AIM — Pull out every line of the records that contains the string "coords", matching case exactly, and copy each one.

EXTRACTED DATA —
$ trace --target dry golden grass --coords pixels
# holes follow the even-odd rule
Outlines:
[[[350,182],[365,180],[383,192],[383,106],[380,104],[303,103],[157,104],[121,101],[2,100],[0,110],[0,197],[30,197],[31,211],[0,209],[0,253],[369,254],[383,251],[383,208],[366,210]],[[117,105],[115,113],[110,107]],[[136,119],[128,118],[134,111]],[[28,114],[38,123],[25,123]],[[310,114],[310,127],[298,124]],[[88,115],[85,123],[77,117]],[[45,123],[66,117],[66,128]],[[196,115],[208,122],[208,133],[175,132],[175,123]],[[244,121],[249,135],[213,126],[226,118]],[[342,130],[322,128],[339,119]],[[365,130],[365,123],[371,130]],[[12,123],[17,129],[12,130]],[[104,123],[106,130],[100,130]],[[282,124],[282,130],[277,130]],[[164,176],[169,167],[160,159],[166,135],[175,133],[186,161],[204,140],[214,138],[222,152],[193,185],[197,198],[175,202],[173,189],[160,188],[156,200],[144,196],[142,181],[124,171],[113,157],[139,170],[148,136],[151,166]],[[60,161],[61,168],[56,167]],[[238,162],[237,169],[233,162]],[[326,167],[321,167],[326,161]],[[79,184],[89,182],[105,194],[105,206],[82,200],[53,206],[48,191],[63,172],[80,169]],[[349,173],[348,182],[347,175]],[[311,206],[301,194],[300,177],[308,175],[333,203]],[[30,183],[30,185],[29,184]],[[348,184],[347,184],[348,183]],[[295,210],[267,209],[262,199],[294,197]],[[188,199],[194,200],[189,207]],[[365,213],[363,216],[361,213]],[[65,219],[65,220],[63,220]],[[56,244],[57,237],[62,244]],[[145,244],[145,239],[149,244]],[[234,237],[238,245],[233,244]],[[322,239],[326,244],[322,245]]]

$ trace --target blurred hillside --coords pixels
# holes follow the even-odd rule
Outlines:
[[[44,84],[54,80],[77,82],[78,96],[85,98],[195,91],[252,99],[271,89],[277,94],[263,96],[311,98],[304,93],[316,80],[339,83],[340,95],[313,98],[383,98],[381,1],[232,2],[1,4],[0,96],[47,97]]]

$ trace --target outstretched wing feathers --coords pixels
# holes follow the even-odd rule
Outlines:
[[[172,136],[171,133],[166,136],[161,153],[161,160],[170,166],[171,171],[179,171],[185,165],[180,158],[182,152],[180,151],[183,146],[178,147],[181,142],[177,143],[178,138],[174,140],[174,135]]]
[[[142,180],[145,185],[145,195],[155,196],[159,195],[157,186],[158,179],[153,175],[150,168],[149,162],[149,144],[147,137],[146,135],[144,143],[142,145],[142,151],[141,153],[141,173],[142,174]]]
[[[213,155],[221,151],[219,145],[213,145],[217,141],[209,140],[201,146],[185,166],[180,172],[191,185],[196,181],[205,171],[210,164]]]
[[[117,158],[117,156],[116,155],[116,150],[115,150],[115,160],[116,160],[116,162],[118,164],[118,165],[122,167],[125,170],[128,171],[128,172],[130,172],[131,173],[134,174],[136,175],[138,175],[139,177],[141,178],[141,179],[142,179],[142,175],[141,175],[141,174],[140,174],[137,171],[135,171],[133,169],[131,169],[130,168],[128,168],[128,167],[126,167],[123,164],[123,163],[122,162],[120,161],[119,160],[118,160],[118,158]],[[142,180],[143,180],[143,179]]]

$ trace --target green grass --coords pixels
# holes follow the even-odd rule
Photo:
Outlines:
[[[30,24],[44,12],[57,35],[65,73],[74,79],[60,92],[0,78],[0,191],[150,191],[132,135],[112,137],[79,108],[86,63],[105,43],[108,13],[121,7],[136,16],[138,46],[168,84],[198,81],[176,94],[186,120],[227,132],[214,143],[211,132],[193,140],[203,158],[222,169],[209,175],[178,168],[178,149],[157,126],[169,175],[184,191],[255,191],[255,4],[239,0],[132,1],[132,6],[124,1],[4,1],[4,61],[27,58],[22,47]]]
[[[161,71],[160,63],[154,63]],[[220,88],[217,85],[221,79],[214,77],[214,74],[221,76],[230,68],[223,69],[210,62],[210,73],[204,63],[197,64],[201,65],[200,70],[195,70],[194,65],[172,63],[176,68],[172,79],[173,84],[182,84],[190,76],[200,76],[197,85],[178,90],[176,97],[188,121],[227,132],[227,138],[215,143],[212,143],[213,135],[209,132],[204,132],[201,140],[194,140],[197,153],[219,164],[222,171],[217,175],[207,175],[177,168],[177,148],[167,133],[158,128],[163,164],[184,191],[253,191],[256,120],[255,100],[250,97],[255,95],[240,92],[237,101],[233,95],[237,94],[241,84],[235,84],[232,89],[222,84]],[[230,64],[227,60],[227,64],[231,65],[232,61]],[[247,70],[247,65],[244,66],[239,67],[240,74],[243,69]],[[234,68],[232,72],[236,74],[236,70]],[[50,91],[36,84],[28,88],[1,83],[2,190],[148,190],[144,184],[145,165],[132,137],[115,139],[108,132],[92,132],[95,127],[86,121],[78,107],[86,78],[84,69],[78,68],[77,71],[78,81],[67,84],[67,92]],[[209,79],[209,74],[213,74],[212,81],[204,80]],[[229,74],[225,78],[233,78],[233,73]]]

PROBLEM SOLUTION —
$ trace --target dry golden grass --coords pixels
$ trace --target blurred hillside --coords pixels
$ trace --target outstretched wing feathers --coords pixels
$ trace --target green grass --coords pixels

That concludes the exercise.